- _ЦИТИРУЕМЫЙ ТЕКСТ_:
«Человек, первым открывший Бродского Западу». Беседы с Джорджем Клайном — страница 26 из 42

Мысль, что с течением времени некая историческая фигура увеличивается в масштабе, а другие – уменьшаются, есть в еще одном стихотворении, в «Presepio». В «Сретенье» Ветхий Завет должен уменьшиться в то время, как Новый Завет разворачивается во всю ширь. А в «Presepio» Христос увеличивается в космическом и историческом масштабе после того, как появляется на свет в яслях в Вифлееме. Оба стихотворения – и, собственно, все «Рождественские стихи» – полны благоговения перед божественным, в них мощно ощущается то, что Рудольф Отто[132] назвал mysterium tremendum[133]священного.


А также mysterium fascinans – чарующей и магнетически-притягательной тайной. Стихотворение наводит на мысль и о другом переходе – из жизни в смерть, из бренности в вечность.


Симеон умирает в ясном и смиренном сознании того, что происходит с ним, умирает после долгой жизни, проведенной в ожидании, жизни, которая, как говорил Бродский, стала для него своеобразным наказанием.

- _ЗАДАНИЯ_:
a - Выпишите названия всех произведений Бродского, которые упоминаются во фрагменте беседы о Бродском.
b - Продолжите фрагмент беседы о Бродском, начав сразу после его последнего предложения.

- _ИСХОДНЫЕ ЗАПИСИ_:
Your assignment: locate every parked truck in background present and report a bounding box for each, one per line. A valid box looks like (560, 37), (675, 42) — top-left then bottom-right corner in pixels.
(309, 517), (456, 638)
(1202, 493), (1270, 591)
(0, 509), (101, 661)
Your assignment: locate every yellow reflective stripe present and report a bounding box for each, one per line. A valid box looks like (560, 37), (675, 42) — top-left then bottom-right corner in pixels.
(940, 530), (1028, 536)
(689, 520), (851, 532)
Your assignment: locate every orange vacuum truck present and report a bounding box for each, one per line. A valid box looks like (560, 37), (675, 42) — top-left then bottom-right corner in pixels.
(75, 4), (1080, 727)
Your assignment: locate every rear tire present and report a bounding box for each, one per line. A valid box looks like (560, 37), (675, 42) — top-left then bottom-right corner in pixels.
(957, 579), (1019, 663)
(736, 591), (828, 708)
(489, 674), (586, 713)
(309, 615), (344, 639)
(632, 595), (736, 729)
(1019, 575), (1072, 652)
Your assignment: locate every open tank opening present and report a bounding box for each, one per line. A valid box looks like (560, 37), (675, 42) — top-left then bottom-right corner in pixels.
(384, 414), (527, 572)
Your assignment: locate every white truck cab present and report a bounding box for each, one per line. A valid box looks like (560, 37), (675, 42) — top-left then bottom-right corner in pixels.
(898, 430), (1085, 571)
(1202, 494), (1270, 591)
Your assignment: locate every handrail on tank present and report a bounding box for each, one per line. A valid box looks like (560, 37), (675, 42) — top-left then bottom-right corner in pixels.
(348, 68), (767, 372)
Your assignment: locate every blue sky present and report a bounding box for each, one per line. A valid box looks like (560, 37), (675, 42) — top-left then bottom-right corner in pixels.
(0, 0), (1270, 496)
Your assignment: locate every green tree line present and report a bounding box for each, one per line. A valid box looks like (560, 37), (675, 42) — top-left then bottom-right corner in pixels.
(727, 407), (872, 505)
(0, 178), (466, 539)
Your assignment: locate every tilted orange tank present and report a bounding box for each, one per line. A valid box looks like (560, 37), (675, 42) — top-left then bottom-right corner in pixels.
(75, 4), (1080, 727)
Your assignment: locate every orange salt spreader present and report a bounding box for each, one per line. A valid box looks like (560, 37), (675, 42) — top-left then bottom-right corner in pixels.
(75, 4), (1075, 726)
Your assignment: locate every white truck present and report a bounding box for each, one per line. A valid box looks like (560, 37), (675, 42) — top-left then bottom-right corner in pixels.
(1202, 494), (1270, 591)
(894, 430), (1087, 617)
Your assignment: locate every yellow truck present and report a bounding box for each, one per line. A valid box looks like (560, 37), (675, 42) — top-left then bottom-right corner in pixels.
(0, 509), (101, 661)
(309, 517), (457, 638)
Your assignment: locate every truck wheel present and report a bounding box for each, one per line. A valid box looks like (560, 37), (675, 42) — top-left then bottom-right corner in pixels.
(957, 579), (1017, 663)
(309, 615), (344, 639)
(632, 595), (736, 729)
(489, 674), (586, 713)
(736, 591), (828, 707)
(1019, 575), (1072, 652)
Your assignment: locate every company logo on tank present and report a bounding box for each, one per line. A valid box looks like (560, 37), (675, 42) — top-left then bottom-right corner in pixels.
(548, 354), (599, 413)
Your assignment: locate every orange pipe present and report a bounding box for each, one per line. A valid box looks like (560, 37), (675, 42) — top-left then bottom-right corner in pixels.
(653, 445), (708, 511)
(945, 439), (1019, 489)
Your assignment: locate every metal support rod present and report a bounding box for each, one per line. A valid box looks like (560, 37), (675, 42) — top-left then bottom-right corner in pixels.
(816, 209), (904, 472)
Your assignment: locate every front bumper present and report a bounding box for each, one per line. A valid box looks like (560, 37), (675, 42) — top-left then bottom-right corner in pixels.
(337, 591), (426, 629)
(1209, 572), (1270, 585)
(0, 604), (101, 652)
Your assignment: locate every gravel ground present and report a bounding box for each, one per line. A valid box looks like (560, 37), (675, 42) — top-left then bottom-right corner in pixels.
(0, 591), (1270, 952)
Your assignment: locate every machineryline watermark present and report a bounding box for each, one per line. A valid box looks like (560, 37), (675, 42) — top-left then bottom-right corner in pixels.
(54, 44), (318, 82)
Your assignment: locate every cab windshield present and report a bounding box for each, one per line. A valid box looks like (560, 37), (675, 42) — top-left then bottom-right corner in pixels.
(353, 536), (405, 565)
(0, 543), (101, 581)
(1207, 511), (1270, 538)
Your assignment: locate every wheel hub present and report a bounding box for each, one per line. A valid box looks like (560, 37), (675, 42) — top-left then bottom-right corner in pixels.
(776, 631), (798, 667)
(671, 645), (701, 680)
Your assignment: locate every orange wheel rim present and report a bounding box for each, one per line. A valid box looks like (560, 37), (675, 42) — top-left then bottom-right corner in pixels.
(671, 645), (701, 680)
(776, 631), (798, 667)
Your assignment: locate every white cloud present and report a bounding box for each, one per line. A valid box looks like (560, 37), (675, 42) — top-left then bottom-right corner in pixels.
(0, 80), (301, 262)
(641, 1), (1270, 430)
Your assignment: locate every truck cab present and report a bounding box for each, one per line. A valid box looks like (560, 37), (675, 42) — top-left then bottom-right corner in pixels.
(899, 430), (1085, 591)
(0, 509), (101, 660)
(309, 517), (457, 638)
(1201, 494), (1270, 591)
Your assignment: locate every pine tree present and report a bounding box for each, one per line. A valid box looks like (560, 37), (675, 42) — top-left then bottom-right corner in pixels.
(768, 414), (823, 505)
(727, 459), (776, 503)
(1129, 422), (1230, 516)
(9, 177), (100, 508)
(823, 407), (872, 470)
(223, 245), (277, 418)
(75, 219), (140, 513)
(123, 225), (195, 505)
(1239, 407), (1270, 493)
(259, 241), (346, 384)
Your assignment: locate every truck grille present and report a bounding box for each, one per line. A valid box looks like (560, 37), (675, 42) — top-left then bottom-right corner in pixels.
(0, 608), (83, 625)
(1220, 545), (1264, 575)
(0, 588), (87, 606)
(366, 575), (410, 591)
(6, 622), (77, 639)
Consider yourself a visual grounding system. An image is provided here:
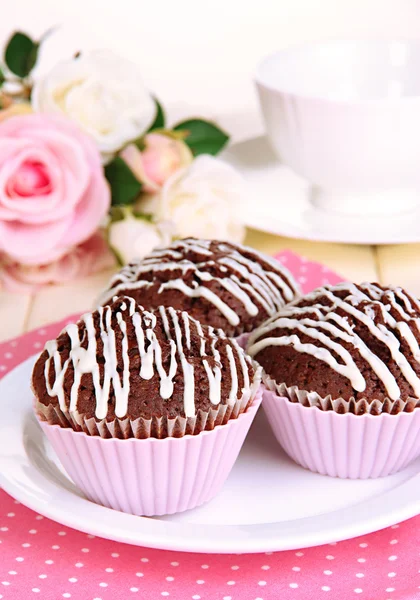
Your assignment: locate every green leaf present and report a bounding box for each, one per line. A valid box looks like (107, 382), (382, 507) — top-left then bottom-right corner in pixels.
(4, 31), (39, 77)
(105, 156), (141, 206)
(147, 98), (165, 132)
(174, 119), (229, 156)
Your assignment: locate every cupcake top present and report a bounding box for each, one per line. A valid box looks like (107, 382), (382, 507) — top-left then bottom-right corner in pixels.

- _ОТВЕТЫ_:
a - «Presepio», «Сретенье», «Рождественские стихи».

b -
Также это движение из темноты к свету – из сумрака внутри храма к лучу света, падающему на младенца. Как подчеркнул Бродский, Христос даже в младенчестве служит источником света – спящий ребенок «посапывает сонно» и одновременно озаряет то, что прежде было скрыто сумраком, небытием:

И образ Младенца с сияньем вокруг

пушистого темени смертной тропою

      душа Симеона несла пред собою,

как некий светильник, в ту черную тьму…

Как и «Элегия Джону Донну», это стихотворение вдохновлено произведением живописца.


Оказывается, он увидел картину… чья бишь это была картина? «Принесение Христа во храм»[134] Рембрандта.


На этой картине много вертикальных элементов, постоянно увлекающих взгляд зрителя вверх. И стихотворение определенно вертикальное. Бродский, разумеется, запоем читал Пастернака, и его стихотворение довольно похоже на «Рождественскую звезду» Пастернака.

Стояли в тени, словно в сумраке хлева,

Шептались, едва подбирая слова.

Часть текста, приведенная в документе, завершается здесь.